[WHAT THE TASK ASKS]
Show each line from the rows below that contains the string "chain". Treat uppercase and lowercase letters as different.

(Stored records)

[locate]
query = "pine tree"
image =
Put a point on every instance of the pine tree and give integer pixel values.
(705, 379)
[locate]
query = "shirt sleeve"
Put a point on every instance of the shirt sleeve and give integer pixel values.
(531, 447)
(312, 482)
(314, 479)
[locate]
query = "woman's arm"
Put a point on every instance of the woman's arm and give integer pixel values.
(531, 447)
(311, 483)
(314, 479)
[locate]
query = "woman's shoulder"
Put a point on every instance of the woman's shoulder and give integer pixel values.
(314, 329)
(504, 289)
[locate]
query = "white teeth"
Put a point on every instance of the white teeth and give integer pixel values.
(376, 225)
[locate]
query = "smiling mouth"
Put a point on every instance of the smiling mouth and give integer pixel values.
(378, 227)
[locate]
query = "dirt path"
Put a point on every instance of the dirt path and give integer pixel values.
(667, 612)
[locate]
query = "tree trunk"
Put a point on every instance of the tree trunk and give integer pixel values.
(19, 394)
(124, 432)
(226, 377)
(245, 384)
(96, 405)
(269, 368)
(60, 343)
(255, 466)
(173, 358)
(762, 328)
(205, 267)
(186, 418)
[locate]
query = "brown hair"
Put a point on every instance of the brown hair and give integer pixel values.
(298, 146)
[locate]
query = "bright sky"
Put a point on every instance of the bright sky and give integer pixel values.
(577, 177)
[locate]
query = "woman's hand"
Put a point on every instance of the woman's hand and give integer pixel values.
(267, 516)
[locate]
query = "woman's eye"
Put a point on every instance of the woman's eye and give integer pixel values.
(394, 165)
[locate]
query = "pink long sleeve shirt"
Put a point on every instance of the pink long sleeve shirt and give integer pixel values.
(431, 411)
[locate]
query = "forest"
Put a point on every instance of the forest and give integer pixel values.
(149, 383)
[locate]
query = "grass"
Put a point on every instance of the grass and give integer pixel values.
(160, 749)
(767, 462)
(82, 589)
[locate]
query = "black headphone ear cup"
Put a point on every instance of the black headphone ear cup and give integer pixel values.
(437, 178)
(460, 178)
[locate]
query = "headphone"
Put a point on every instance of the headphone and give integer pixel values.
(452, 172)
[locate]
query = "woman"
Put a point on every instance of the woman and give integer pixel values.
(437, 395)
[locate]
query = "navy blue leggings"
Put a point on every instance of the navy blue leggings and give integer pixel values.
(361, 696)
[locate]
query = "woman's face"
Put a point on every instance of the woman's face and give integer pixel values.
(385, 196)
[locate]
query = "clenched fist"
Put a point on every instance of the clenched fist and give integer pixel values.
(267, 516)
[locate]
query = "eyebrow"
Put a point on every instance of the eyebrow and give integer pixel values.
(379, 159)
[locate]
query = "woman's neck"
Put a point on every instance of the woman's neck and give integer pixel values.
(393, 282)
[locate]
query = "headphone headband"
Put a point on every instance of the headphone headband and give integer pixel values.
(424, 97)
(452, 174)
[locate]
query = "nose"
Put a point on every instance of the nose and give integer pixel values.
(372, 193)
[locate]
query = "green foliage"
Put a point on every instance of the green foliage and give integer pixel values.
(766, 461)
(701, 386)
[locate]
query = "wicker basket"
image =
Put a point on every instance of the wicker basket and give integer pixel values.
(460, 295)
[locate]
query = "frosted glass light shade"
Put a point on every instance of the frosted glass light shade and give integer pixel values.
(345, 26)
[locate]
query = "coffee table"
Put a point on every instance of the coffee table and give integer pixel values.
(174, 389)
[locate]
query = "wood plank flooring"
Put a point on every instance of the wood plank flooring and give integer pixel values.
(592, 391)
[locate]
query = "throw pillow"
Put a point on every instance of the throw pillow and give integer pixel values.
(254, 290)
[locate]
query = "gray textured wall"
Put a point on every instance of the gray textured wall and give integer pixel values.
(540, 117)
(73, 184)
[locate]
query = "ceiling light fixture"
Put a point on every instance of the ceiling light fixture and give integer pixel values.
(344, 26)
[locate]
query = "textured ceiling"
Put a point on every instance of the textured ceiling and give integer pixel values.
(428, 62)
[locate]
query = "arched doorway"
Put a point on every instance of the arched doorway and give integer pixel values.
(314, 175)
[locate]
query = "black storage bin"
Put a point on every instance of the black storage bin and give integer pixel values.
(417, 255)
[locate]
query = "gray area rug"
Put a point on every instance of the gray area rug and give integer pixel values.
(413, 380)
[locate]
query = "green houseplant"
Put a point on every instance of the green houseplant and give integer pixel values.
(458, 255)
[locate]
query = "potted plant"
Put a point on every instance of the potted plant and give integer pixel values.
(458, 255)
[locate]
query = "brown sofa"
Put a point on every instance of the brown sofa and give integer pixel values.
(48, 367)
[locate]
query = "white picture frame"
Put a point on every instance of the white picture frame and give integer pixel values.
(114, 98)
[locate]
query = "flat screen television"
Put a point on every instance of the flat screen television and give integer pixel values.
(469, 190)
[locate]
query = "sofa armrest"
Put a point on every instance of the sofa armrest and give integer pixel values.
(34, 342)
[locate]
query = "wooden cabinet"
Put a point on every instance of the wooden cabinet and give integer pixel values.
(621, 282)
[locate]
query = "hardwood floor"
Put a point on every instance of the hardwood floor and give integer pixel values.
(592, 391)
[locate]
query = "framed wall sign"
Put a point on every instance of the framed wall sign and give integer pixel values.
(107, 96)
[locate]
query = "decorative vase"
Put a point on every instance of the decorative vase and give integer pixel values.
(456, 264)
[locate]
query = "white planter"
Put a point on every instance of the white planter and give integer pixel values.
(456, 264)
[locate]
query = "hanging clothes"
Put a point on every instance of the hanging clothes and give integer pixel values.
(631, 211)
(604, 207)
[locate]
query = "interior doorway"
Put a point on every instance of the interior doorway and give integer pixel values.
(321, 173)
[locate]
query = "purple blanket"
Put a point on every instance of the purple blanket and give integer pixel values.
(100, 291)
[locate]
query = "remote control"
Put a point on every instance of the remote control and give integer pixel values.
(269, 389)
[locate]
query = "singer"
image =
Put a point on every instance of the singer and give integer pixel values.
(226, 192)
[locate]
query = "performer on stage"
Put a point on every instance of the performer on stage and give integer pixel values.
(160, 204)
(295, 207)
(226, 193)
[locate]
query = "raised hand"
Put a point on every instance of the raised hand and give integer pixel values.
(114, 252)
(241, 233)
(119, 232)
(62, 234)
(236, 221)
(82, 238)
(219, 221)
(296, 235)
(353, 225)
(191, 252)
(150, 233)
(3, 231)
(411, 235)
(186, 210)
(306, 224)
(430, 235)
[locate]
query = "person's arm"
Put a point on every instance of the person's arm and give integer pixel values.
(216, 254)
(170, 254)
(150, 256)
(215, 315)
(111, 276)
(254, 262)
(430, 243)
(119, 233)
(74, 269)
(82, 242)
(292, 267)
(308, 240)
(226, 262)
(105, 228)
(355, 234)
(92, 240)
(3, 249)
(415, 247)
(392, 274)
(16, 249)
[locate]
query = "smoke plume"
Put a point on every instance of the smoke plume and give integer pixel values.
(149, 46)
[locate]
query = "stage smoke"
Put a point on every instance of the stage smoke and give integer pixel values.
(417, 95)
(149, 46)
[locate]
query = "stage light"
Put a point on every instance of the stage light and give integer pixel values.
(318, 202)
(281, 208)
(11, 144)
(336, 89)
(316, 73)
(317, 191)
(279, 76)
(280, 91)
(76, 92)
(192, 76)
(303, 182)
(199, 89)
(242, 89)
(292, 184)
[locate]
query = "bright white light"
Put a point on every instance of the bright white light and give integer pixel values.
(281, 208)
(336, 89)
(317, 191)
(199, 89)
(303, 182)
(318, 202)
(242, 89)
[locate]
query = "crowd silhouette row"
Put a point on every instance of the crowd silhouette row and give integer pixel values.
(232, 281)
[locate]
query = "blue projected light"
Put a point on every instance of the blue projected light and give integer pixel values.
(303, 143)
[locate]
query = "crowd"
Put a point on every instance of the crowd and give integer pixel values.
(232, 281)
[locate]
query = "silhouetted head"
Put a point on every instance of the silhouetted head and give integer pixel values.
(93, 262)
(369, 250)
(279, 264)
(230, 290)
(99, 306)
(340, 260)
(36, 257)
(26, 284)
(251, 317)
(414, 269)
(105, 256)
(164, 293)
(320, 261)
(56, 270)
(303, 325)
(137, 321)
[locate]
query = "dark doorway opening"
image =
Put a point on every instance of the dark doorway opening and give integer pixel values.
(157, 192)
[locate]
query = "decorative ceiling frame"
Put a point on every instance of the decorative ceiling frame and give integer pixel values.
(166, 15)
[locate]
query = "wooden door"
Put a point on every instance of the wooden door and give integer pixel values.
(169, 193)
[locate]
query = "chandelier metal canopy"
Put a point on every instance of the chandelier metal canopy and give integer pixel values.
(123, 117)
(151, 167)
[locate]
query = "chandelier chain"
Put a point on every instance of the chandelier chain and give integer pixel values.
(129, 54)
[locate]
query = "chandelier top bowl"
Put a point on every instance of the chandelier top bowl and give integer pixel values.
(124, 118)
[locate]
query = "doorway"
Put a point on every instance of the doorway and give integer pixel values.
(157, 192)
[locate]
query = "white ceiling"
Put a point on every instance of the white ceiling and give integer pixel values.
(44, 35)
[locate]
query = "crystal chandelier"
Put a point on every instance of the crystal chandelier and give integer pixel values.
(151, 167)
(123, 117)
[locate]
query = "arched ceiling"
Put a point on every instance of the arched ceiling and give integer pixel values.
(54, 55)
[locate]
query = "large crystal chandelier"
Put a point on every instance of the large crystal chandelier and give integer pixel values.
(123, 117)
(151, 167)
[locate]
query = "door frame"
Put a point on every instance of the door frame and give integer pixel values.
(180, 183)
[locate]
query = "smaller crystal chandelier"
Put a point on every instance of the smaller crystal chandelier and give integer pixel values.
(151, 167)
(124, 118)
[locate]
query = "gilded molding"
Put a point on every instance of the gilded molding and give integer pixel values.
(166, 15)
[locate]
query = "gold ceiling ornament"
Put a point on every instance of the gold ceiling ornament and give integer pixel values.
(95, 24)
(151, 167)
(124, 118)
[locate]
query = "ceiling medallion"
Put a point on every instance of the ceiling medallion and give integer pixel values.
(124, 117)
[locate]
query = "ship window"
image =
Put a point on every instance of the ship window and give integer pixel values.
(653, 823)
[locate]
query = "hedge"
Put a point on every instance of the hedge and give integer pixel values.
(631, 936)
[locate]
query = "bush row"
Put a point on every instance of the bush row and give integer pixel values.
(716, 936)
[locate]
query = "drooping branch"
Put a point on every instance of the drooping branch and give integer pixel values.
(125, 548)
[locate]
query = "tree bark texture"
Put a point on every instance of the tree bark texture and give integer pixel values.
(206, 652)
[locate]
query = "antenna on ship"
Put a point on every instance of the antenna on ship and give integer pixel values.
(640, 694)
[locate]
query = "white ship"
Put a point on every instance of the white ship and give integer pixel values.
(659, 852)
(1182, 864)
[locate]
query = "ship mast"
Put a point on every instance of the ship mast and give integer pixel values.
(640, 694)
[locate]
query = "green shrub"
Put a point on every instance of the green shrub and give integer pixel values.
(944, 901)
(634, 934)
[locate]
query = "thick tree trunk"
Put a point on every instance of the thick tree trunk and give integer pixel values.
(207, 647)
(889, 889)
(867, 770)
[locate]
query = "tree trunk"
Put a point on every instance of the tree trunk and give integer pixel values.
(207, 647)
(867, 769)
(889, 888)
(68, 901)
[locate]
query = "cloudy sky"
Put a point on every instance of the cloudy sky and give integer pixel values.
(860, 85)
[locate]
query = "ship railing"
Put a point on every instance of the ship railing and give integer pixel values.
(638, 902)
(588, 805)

[REPLY TO THE TASK]
query = "chandelier chain"
Put a point on every instance of the chandelier chain and give integer pixel values.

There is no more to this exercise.